▸ **Explore the material**
**A.** From the discussion of outgroup choice, reproduce the passage from "Obviously, what you" to "to the matrix." word for word.
**B.** List every taxon that the discussion of outgroup choice names as a noun. Leave out taxon words used only as adjectives, such as "amniote".

**** Reading text

Obviously, what you need to do to test this possibility is _add a new outgroup_
which, with enough certainty, lies outside the smallest clade formed by the
entire ingroup.
Plain as day, no?
> I followed Nesbitt/Irmis changing nothing but adding taxa in a TEST of
> their work.
That wasn't a test.
> > Remember: if you don't explicitly specify an outgroup, PAUP* uses
> > the first (topmost) OTU as the outgroup.
> >
> > In this case, you'd either have to use *Huehuecuetzpalli* as the
> > outgroup or add a non-crown-diapsid outgroup to the matrix.
>
> Which means you have to KNOW something about the entire spectrum of
> amniote relations before embarking on making your taxon list. Not just
> follow the paradigm.
>
> The paradigm needs testing.
Yes.
To root a cladogram by an outgroup, you need to assume that the ingroup is
monophyletic with respect to the outgroup. This assumption can only be tested
by an analysis with a bigger sampling, where both the ingroup and the outgroup
of the smaller analysis are part of the ingroup of the bigger analysis. To find
out if Nesbitt et al. screwed up by assuming the pterosaurs are part of their
ingroup, you need to conduct a bigger analysis, say with the crown of Diapsida
as the ingroup and the araeoscelidians as the outgroup, for example.

********
**** Data for review

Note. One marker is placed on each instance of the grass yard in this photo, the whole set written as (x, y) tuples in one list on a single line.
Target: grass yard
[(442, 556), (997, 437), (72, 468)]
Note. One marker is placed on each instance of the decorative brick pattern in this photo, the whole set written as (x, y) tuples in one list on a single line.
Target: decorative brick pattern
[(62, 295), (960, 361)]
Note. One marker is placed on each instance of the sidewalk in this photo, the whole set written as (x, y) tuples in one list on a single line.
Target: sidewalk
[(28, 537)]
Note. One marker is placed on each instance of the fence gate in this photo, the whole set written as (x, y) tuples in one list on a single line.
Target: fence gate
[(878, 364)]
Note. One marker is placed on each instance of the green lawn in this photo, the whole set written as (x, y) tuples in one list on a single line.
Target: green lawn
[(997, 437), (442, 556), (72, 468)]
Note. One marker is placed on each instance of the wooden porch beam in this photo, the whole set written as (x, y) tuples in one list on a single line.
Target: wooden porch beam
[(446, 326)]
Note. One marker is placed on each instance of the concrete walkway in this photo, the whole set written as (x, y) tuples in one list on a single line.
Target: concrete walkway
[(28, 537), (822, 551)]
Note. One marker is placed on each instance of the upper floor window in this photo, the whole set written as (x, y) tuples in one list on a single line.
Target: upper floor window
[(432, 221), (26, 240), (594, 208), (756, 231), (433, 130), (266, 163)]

********

▸ **Responses**
**A.**
Obviously, what you need to do to test this possibility is _add a new outgroup_
which, with enough certainty, lies outside the smallest clade formed by the
entire ingroup.
Plain as day, no?
> I followed Nesbitt/Irmis changing nothing but adding taxa in a TEST of
> their work.
That wasn't a test.
> > Remember: if you don't explicitly specify an outgroup, PAUP* uses
> > the first (topmost) OTU as the outgroup.
> >
> > In this case, you'd either have to use *Huehuecuetzpalli* as the
> > outgroup or add a non-crown-diapsid outgroup to the matrix.

**B.**
Huehuecuetzpalli
pterosaurs
Diapsida
araeoscelidians